• [THE PROBLEM]
Write out only the tail of the records, beginning at the line containing "of the long" and including the last line, exactly as written.

>> START ROWS

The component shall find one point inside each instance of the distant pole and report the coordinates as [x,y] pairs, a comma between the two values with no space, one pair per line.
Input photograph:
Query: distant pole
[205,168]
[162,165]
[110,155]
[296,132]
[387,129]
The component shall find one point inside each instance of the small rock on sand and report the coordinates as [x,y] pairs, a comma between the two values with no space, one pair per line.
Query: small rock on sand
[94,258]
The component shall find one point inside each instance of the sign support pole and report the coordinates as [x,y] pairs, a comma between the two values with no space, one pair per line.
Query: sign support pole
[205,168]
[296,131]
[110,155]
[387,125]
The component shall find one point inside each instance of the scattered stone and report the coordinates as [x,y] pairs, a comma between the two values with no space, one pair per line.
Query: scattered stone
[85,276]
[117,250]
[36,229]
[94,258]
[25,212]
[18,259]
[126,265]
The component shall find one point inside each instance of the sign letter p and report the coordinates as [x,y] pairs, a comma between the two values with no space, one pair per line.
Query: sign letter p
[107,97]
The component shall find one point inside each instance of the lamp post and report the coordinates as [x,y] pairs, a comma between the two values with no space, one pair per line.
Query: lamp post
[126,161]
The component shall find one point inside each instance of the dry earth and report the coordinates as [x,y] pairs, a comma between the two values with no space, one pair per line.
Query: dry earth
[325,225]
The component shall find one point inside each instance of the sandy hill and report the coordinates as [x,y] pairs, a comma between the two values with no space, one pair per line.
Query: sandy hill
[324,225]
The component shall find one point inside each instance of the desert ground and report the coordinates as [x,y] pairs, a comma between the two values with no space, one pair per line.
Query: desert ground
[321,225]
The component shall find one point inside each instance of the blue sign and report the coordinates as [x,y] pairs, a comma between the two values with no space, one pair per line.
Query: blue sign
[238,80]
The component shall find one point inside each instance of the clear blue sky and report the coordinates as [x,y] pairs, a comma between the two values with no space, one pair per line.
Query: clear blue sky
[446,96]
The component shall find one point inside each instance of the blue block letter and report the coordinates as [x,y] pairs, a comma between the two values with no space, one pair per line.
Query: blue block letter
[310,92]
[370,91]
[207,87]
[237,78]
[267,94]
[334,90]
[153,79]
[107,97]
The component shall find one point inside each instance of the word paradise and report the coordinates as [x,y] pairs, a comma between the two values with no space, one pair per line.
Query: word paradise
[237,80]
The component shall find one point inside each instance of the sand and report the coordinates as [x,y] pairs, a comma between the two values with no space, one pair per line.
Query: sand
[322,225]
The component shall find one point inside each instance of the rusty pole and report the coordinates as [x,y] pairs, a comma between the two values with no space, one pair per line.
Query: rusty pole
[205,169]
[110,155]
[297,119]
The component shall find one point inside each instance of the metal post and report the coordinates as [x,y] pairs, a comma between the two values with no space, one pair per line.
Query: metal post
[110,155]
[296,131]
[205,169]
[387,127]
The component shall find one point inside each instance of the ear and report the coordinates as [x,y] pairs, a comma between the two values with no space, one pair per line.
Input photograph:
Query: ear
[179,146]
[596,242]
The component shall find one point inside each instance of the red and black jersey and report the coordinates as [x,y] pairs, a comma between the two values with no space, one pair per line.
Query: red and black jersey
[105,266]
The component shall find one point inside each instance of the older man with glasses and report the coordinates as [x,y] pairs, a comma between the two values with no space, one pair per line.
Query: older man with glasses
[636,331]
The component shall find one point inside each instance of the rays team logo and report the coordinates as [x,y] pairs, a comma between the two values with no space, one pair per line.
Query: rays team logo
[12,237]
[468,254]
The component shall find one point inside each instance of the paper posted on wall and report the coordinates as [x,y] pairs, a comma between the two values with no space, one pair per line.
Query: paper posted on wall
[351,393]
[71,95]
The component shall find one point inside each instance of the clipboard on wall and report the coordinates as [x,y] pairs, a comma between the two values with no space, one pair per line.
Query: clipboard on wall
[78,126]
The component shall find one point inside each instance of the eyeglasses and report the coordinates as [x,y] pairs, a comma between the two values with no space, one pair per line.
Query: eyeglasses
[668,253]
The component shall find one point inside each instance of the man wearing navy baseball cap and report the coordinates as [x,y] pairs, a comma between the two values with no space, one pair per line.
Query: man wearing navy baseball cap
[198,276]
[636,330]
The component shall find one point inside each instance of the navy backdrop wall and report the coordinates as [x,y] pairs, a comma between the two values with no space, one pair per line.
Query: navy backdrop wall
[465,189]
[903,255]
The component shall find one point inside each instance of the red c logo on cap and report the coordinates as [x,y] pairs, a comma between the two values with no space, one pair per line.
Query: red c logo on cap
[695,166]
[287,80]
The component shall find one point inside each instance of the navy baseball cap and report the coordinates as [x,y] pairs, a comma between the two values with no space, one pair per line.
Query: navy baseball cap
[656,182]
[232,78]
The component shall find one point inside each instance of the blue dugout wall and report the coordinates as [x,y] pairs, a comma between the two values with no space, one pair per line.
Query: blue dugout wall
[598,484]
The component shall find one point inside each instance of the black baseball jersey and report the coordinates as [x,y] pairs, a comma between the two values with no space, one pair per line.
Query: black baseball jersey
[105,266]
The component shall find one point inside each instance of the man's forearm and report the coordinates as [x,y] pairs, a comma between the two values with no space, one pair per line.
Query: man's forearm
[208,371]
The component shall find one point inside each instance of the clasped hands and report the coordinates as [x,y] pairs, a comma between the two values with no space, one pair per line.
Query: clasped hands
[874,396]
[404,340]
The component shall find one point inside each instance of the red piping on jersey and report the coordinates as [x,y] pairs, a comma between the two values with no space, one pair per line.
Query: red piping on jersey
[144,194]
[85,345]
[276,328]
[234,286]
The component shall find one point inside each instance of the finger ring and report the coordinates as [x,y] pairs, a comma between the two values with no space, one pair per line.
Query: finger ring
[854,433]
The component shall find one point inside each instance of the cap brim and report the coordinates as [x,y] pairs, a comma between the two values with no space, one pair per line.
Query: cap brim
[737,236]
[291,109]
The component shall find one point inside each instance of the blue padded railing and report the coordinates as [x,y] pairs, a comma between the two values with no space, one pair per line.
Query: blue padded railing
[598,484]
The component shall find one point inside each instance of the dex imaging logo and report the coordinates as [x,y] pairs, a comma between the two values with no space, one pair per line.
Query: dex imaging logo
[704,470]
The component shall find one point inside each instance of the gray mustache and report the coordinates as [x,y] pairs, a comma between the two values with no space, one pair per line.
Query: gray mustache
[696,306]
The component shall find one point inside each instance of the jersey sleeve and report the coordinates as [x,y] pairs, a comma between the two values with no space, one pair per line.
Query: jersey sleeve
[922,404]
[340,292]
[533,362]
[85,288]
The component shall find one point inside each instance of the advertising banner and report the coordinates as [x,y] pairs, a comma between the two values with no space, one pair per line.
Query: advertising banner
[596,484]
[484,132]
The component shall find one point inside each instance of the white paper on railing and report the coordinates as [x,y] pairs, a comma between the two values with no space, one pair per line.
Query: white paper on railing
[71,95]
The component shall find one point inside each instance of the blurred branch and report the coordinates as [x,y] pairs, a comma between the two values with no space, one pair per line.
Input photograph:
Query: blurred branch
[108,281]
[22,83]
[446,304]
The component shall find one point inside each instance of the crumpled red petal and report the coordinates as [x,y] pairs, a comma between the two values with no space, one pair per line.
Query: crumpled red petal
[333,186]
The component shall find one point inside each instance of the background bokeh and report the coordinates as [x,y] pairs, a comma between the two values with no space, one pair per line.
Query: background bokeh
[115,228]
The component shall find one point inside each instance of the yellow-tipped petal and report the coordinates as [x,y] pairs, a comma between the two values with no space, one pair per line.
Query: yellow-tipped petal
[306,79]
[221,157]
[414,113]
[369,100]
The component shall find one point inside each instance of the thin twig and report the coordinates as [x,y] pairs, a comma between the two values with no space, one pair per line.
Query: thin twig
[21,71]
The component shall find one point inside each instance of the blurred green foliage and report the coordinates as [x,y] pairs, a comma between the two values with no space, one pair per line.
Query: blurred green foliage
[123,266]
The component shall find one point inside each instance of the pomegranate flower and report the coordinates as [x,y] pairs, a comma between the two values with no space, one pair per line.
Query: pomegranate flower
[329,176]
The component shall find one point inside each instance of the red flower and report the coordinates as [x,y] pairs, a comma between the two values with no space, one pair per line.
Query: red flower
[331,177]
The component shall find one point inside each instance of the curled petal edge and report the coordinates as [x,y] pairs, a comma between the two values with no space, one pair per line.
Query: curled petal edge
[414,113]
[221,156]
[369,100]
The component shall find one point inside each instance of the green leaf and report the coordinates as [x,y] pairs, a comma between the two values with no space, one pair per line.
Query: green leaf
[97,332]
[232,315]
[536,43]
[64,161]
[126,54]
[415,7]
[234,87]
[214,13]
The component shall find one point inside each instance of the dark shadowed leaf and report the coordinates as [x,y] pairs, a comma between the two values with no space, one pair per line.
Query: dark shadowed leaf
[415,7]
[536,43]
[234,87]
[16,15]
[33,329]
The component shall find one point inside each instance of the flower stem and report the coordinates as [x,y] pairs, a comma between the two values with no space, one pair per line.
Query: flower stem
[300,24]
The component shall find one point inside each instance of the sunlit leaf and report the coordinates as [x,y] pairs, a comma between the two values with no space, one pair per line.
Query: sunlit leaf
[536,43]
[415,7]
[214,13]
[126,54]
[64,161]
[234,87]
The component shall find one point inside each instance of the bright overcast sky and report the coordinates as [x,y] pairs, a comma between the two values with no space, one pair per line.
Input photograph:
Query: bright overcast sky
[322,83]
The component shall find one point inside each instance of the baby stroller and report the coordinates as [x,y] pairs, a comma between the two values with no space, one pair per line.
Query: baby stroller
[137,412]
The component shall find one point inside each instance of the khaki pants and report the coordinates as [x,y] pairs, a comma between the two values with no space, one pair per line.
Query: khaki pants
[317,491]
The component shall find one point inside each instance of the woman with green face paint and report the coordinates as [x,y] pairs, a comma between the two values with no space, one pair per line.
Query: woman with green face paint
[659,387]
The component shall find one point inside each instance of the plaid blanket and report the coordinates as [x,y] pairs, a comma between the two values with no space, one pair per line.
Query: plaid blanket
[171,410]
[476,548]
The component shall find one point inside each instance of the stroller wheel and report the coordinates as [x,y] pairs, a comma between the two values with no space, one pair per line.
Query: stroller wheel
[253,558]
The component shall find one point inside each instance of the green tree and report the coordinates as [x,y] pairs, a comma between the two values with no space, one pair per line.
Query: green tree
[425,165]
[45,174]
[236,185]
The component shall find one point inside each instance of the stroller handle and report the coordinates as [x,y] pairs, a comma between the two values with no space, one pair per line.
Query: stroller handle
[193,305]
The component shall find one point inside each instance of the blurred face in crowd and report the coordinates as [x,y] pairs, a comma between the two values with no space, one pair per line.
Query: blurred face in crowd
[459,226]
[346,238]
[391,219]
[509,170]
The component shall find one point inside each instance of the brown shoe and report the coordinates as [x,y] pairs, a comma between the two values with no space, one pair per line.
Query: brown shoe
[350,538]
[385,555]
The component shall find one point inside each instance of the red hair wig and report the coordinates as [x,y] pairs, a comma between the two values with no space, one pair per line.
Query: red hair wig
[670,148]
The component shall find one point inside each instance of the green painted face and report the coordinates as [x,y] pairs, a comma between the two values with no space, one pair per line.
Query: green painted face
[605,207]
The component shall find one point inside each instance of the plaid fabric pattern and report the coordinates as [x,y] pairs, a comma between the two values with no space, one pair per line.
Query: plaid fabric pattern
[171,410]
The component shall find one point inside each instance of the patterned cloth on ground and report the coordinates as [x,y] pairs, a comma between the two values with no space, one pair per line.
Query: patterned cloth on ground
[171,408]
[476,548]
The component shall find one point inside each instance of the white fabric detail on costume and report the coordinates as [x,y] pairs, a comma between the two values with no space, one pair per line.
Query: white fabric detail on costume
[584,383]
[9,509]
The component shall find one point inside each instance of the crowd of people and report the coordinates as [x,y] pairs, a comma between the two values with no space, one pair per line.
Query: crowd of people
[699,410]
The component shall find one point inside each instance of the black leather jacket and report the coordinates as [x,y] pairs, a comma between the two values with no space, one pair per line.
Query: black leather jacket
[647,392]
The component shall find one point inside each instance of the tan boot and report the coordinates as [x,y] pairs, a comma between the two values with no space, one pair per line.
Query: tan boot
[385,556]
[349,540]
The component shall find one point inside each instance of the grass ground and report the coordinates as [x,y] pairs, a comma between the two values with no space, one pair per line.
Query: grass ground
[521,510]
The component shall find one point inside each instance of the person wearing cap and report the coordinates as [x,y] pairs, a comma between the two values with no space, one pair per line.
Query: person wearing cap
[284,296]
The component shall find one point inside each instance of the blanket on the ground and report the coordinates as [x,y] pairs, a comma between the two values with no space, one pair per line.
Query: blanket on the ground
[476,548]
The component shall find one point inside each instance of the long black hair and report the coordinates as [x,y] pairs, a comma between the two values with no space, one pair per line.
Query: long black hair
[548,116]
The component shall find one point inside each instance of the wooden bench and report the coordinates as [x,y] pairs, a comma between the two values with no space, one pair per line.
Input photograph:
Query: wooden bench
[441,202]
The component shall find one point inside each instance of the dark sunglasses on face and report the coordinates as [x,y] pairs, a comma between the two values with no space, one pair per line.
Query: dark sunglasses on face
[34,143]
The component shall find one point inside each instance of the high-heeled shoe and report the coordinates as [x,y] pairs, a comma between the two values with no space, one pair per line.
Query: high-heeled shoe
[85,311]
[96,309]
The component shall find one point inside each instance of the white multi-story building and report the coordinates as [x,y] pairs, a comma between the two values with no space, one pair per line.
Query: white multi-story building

>> END ROWS

• [TASK ANSWER]
The component shall find one point inside each instance of the long black hair and report the coordinates as [x,y] pairs, a comma between the two values with no space, one pair per line.
Query: long black hair
[548,116]
The component shall find one point inside each instance of the wooden bench and report the coordinates as [x,y] pairs, a comma between the two values with no space, one pair per line.
Input photograph:
Query: wooden bench
[441,202]
The component shall find one point inside each instance of the dark sunglasses on face and report the coordinates as [x,y] pairs, a comma between the two values with no space, one pair per line.
Query: dark sunglasses on face
[34,143]
The component shall find one point inside each instance of the high-heeled shoe and report the coordinates as [x,y] pairs, a comma between the two values with no space, one pair per line.
Query: high-heeled shoe
[85,311]
[96,309]
The component shall find one point inside each instance of the white multi-story building and report the coordinates as [x,y] pairs, a comma between the two values with no space, one pair per line.
Query: white multi-story building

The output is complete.